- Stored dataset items
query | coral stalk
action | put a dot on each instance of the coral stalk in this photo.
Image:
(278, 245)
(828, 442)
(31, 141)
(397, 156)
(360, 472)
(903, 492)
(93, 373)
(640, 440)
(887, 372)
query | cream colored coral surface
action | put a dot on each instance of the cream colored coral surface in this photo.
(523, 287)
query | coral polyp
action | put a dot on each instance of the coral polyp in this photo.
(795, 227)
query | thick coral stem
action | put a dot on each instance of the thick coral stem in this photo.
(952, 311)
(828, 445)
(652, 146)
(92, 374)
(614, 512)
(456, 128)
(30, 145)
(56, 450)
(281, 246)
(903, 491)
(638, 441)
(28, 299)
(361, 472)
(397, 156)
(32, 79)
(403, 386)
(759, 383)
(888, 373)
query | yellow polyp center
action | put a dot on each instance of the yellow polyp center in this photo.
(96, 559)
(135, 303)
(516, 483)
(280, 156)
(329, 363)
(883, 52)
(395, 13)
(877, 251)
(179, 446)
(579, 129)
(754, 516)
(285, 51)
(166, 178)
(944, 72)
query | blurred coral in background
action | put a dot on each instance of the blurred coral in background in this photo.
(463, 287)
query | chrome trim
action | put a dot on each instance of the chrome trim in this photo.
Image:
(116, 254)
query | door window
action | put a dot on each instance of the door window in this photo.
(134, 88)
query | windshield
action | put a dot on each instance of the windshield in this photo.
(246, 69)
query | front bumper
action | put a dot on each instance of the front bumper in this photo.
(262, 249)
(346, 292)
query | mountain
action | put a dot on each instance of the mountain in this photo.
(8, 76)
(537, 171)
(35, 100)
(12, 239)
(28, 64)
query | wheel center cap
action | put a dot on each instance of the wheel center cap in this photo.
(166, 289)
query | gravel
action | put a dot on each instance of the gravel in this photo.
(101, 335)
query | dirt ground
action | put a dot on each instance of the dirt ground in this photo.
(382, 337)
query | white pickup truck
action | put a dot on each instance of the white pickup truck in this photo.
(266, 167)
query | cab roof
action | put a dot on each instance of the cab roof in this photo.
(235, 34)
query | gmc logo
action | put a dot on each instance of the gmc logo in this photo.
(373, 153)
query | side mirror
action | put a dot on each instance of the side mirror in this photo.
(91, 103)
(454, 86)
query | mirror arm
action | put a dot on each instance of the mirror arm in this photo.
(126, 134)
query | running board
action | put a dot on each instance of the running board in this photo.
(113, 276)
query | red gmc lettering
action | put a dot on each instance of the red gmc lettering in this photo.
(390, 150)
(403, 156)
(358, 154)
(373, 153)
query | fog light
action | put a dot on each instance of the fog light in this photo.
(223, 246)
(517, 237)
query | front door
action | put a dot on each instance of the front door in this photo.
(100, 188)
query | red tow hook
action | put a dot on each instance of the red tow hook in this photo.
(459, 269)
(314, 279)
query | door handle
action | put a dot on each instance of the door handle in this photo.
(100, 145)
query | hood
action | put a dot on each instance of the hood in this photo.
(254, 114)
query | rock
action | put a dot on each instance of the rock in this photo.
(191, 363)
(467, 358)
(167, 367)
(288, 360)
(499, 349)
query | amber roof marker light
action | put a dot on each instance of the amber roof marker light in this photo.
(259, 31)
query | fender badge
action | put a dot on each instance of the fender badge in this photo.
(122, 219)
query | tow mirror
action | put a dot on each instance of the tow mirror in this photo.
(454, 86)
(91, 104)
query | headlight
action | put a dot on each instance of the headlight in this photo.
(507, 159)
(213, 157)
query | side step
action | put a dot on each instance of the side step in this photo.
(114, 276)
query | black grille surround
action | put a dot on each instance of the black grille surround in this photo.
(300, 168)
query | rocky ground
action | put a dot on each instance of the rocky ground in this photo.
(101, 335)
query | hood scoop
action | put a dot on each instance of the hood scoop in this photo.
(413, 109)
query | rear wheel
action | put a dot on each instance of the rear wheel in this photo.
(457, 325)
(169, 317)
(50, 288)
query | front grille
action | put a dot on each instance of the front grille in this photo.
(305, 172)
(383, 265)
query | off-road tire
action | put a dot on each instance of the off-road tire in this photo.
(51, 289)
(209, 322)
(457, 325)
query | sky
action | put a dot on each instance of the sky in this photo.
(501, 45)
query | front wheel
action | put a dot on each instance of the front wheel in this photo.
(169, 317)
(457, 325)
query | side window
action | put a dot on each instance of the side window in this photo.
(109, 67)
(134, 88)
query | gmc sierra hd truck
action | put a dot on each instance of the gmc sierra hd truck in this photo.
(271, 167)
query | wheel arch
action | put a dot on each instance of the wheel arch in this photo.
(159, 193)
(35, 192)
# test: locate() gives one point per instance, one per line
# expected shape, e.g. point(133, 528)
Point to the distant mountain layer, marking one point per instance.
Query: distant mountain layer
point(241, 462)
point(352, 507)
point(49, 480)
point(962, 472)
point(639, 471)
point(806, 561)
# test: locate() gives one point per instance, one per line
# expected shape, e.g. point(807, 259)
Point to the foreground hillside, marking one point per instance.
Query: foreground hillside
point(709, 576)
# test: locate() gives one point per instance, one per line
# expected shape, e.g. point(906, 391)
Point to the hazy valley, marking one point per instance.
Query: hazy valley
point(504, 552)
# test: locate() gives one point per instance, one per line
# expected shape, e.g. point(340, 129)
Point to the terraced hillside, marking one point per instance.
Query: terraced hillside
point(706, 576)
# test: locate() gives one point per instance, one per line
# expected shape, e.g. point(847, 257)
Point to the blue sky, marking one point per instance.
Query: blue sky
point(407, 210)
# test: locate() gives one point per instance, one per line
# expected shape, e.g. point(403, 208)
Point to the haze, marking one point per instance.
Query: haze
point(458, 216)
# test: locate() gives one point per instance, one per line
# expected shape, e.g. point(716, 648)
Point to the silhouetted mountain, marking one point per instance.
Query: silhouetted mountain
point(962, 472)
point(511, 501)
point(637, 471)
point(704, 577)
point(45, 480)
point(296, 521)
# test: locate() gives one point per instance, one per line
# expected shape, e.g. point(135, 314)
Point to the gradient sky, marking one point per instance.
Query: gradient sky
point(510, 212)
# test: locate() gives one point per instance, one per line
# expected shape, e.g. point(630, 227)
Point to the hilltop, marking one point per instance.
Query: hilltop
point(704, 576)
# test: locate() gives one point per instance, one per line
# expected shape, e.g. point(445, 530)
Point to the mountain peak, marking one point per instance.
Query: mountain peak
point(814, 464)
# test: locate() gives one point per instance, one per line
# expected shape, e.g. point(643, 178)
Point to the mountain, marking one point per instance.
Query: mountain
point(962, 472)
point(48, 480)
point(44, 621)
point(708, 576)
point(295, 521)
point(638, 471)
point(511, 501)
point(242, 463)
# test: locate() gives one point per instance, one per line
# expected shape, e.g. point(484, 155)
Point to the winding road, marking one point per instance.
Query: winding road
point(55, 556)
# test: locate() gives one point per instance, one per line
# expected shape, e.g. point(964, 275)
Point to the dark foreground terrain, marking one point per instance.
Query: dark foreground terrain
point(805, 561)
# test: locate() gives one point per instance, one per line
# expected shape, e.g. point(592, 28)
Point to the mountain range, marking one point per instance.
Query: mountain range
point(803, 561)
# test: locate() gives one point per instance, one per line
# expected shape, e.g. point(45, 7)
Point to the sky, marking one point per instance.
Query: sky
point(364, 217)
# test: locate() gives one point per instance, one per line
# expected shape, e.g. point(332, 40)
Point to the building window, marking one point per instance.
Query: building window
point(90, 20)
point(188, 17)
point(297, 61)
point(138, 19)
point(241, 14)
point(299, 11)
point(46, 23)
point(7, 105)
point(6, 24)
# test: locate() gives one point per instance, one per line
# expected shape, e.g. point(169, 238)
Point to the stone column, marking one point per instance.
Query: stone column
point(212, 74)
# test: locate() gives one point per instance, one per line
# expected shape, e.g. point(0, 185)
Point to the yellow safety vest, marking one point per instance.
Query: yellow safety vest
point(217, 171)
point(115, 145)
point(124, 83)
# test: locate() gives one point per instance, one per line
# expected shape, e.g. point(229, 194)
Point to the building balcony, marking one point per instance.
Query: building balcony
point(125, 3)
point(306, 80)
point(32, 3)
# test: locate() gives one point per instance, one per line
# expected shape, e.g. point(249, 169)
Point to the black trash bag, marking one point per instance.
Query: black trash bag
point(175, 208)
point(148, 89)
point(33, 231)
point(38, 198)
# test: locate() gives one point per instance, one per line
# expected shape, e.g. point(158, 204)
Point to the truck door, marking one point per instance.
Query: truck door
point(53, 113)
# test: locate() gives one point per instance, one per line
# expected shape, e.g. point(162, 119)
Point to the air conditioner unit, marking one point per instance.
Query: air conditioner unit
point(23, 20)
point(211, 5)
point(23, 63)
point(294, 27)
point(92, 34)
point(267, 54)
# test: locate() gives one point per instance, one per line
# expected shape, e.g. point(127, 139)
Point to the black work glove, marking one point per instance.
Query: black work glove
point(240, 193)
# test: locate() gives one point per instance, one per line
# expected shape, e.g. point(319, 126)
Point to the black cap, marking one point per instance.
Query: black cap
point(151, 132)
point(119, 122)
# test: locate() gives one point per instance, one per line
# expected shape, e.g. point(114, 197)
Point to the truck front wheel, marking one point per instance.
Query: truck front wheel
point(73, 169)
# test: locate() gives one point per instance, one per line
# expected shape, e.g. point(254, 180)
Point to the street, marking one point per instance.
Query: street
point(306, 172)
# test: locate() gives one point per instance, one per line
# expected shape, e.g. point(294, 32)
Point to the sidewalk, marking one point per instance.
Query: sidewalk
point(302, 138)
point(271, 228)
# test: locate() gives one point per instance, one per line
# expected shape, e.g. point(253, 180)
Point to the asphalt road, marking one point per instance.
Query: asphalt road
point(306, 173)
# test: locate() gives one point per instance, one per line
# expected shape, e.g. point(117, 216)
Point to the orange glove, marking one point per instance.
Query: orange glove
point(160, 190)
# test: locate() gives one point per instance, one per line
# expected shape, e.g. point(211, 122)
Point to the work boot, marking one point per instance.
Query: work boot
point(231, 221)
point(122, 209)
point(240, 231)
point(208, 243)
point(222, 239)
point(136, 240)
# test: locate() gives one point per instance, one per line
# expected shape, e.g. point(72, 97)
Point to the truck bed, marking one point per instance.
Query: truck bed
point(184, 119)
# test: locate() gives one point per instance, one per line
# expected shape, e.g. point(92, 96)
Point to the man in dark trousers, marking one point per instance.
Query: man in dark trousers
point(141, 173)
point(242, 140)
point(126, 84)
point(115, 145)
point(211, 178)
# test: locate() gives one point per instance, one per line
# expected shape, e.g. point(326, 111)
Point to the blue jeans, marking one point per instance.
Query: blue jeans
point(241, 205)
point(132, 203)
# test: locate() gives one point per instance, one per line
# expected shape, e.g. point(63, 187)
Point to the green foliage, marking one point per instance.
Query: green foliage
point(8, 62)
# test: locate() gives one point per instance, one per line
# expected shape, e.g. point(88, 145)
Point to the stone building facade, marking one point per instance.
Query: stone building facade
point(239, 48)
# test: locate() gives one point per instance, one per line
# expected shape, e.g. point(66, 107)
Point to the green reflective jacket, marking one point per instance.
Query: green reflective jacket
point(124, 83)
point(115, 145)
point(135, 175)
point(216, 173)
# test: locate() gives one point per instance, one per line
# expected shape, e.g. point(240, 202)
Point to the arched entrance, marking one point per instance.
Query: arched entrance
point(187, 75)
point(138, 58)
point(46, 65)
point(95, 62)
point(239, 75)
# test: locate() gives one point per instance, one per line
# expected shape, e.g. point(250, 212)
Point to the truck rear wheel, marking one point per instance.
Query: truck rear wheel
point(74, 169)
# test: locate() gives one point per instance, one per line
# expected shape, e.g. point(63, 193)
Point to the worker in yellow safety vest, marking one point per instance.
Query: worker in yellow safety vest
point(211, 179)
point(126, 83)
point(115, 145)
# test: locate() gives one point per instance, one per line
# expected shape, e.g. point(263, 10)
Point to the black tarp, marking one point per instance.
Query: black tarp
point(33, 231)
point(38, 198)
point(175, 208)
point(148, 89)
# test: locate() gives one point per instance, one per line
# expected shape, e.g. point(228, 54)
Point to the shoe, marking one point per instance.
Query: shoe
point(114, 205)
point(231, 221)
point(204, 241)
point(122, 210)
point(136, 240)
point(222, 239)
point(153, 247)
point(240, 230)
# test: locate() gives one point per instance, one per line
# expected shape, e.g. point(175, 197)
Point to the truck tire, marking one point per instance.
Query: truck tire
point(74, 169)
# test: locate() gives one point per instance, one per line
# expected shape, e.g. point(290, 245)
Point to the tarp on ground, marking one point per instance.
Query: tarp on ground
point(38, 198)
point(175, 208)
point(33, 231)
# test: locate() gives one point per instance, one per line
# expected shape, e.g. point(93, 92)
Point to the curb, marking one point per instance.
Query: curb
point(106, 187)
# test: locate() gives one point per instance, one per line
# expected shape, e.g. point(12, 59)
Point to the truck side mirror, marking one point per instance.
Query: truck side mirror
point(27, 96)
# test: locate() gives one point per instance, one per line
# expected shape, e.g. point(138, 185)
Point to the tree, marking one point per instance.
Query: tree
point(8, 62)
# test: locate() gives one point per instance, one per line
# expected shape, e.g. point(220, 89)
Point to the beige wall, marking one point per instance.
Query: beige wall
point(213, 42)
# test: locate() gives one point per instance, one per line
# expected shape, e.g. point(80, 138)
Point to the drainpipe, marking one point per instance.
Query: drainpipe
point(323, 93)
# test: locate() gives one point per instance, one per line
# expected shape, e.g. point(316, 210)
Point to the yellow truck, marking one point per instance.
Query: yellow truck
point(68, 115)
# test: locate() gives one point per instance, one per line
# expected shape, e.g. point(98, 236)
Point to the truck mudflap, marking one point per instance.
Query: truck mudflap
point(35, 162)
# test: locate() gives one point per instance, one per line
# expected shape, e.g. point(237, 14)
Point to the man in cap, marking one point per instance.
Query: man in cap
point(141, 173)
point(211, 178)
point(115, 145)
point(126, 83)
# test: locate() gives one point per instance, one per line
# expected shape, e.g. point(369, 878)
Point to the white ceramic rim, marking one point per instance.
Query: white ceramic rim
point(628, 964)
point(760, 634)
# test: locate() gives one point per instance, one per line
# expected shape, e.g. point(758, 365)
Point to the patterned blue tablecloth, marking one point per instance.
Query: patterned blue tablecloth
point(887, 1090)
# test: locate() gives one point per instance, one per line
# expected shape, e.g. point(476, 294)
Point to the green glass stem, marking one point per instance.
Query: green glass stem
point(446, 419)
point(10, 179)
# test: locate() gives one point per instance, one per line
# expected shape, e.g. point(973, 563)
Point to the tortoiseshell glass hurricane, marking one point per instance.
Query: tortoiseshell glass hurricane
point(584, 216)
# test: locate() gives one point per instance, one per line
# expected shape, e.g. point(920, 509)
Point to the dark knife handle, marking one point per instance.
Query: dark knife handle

- Work order
Line count for "stalk": count the lines of the records above that contain it and give only the number.

- Solution for this problem
2